Instructions for the task | Say, as a bare number, how many lines of the listing hold "wooden".

Provided data |
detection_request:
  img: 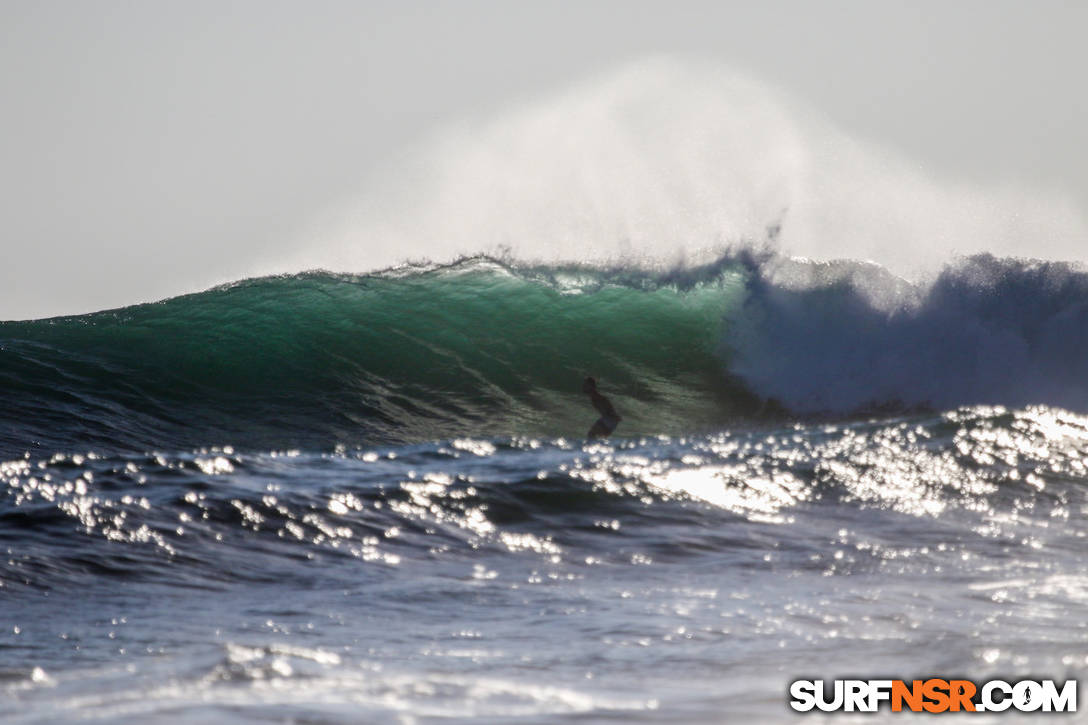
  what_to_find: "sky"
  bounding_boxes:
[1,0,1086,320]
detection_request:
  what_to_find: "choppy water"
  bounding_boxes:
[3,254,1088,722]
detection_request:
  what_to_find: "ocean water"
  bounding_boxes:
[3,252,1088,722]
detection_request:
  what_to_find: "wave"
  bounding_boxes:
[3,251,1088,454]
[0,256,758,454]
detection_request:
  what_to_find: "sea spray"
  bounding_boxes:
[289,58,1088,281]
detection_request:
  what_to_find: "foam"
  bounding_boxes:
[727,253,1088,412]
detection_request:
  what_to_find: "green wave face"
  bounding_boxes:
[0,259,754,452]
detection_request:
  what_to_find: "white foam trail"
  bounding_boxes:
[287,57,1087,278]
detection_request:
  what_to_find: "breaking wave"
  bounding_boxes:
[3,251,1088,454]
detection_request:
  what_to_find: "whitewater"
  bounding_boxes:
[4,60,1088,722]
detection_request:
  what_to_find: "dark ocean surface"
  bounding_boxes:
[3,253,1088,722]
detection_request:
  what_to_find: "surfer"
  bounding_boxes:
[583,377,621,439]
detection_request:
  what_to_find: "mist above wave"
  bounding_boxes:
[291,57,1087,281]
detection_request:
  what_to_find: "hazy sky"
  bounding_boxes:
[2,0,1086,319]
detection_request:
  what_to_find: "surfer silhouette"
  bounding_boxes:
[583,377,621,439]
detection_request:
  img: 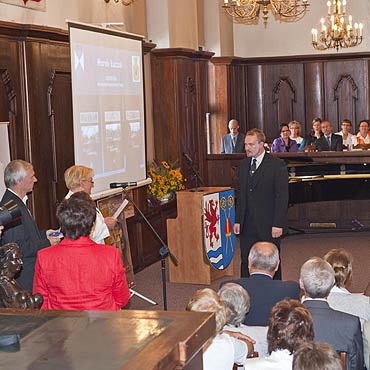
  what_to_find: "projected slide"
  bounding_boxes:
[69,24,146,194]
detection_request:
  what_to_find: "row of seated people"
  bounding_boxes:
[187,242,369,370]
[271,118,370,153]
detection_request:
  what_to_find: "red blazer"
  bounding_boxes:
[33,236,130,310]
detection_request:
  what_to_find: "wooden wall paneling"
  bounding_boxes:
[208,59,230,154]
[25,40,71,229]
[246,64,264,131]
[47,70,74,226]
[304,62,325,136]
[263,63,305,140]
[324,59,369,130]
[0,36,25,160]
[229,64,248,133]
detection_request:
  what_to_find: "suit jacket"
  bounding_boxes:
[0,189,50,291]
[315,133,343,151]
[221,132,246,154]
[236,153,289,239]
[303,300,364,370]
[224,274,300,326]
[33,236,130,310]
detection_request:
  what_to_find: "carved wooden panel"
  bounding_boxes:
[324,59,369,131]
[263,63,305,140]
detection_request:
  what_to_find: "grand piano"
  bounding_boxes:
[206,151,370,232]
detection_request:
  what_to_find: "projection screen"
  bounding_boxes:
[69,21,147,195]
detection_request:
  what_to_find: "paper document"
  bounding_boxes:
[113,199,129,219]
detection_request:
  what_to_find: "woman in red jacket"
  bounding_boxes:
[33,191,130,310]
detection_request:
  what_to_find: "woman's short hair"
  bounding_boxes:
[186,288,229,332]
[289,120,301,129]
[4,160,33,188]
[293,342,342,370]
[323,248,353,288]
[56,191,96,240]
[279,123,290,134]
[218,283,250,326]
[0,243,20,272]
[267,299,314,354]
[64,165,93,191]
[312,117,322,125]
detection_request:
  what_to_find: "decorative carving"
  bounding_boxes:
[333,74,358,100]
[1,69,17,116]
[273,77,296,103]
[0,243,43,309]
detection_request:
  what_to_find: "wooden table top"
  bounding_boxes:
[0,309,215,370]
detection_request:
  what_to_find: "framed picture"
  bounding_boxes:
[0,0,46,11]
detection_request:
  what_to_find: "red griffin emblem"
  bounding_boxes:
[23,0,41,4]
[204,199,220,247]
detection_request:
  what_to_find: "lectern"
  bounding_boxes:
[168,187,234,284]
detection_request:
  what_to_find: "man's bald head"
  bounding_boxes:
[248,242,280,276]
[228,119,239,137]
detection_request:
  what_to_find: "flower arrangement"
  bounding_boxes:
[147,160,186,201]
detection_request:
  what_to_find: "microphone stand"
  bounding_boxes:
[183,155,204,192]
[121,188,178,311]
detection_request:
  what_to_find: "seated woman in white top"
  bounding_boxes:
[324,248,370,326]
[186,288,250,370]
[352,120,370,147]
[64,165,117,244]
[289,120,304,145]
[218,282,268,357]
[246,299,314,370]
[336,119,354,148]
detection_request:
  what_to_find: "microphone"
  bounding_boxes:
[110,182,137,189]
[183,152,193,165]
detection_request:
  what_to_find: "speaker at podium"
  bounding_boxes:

Task response | 3